Begin RECORDS TO PROCESS
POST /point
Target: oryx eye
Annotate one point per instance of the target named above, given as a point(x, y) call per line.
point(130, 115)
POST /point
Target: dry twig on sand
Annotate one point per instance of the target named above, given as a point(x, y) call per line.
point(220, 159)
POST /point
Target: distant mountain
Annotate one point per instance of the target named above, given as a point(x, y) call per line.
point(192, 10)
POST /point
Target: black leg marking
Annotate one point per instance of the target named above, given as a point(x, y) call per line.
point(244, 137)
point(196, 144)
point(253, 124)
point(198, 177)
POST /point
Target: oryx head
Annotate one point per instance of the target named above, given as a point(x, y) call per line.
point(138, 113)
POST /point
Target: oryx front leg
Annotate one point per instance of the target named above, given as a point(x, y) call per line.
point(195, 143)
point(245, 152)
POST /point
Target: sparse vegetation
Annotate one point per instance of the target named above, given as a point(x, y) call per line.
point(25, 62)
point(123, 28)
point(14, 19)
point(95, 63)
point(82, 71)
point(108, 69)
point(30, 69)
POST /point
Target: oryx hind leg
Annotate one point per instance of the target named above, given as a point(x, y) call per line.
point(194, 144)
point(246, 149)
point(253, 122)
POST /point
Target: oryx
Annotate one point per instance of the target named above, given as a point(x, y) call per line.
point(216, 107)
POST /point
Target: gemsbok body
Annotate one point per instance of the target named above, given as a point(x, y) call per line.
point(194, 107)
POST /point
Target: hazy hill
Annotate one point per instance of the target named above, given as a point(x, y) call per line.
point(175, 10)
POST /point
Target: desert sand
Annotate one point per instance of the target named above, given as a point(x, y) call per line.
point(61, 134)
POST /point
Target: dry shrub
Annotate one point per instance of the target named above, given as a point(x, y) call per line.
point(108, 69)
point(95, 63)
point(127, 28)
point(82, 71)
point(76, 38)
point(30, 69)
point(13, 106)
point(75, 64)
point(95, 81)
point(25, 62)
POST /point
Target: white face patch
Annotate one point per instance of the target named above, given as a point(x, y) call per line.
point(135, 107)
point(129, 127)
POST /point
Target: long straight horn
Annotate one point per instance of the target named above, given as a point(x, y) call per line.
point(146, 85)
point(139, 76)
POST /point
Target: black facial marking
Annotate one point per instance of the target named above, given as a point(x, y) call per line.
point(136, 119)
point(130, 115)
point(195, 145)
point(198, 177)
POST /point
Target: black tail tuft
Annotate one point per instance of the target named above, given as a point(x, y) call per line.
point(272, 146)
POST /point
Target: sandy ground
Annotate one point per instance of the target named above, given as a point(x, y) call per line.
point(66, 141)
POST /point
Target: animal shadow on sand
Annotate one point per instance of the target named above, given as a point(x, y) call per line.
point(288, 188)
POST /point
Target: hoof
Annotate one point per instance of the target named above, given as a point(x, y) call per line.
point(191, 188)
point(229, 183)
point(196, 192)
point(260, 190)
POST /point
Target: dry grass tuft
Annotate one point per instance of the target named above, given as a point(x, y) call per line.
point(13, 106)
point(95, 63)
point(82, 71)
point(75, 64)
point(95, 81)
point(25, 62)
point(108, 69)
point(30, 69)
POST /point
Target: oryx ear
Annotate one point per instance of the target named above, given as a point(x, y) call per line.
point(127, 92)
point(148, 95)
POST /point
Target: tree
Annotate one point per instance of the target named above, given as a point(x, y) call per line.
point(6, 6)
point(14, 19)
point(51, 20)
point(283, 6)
End RECORDS TO PROCESS
- TASK PROMPT: Rewrite the rows above with each "Annotate" swapped for "Mark", keeping everything else unchanged.

- EXERCISE RESPONSE:
POST /point
Target: oryx eye
Mark one point per instance of the target named above, given as a point(x, y) call per line.
point(130, 115)
POST /point
Target: dry twig on sand
Mark one point per instance of the target named above, given as a point(x, y) call per line.
point(220, 159)
POST /point
Target: distant mountain
Mark one point per instance of the target named above, given as a point(x, y) call per line.
point(192, 10)
POST /point
Target: black leg marking
Mark one point per instance of the target named above, given as a point(x, y) call per line.
point(244, 137)
point(196, 144)
point(253, 124)
point(198, 177)
POST /point
Target: oryx head
Mark one point per instance of the target named above, given as a point(x, y) call per line.
point(138, 113)
POST /point
Target: oryx front leg
Mark one point per instance of the target named above, given as a point(x, y) call per line.
point(195, 143)
point(245, 152)
POST /point
Target: sparse vegetation
Mark one point per instance of the target named above, given as a point(x, y) call per line.
point(25, 62)
point(123, 28)
point(14, 19)
point(95, 63)
point(82, 71)
point(108, 69)
point(30, 69)
POST /point
Target: oryx hind leg
Mark one point per instance of the target named above, given as a point(x, y) call per line.
point(194, 144)
point(246, 149)
point(253, 122)
POST /point
Target: oryx
Mark one point per instance of the target named above, given as a point(x, y) call per line.
point(216, 107)
POST /point
Target: gemsbok body
Mark one point per instance of the target named above, given as a point(x, y) call per line.
point(194, 107)
POST /point
Target: hazy hill
Mark one point per instance of the target named above, given as a point(x, y) call per line.
point(175, 10)
POST /point
Target: desert sand
Mark one point per instance of the target named above, given as a point(x, y) call per line.
point(61, 134)
POST /point
Target: dry shrub
Mark one point per instance of the target named above, given as a point(x, y) call per line.
point(108, 69)
point(95, 63)
point(127, 28)
point(82, 71)
point(76, 38)
point(30, 69)
point(13, 106)
point(75, 64)
point(95, 81)
point(25, 62)
POST /point
Target: white face patch
Mark one point per instance of the target named above, given as a point(x, y) call per line.
point(135, 107)
point(129, 127)
POST /point
Target: long straight horn
Mark one point per instance of the target named above, given as a point(x, y) call per line.
point(146, 85)
point(139, 76)
POST /point
Target: black facial marking
Mark one point per instance of the target named above, given as a point(x, y) call per line.
point(136, 119)
point(130, 115)
point(195, 145)
point(198, 177)
POST /point
Target: black tail tuft
Mark one point per instance of the target named above, given as a point(x, y) call per line.
point(272, 146)
POST /point
Target: sandy ground
Mark one point per instance of the target named above, given as a point(x, y) call per line.
point(66, 141)
POST /point
Target: animal shadow on sand
Mark one point per instance of the target named above, given as a point(x, y) call per line.
point(288, 188)
POST /point
Target: hoof
Mark one point per instance of the target named above, given as a point(x, y) call per line.
point(191, 188)
point(229, 183)
point(196, 192)
point(260, 190)
POST /point
Target: dry grass tuft
Mark one point per instance of the target named above, given as a point(x, y) call per line.
point(13, 106)
point(95, 63)
point(82, 71)
point(75, 64)
point(95, 81)
point(25, 62)
point(108, 69)
point(30, 69)
POST /point
Target: oryx ear
Mark one point per instance of the target named above, given as a point(x, y) call per line.
point(127, 92)
point(148, 95)
POST /point
Target: tree
Mark one point per instance of the target named above, given as a point(x, y) call per line.
point(6, 6)
point(14, 19)
point(51, 20)
point(283, 6)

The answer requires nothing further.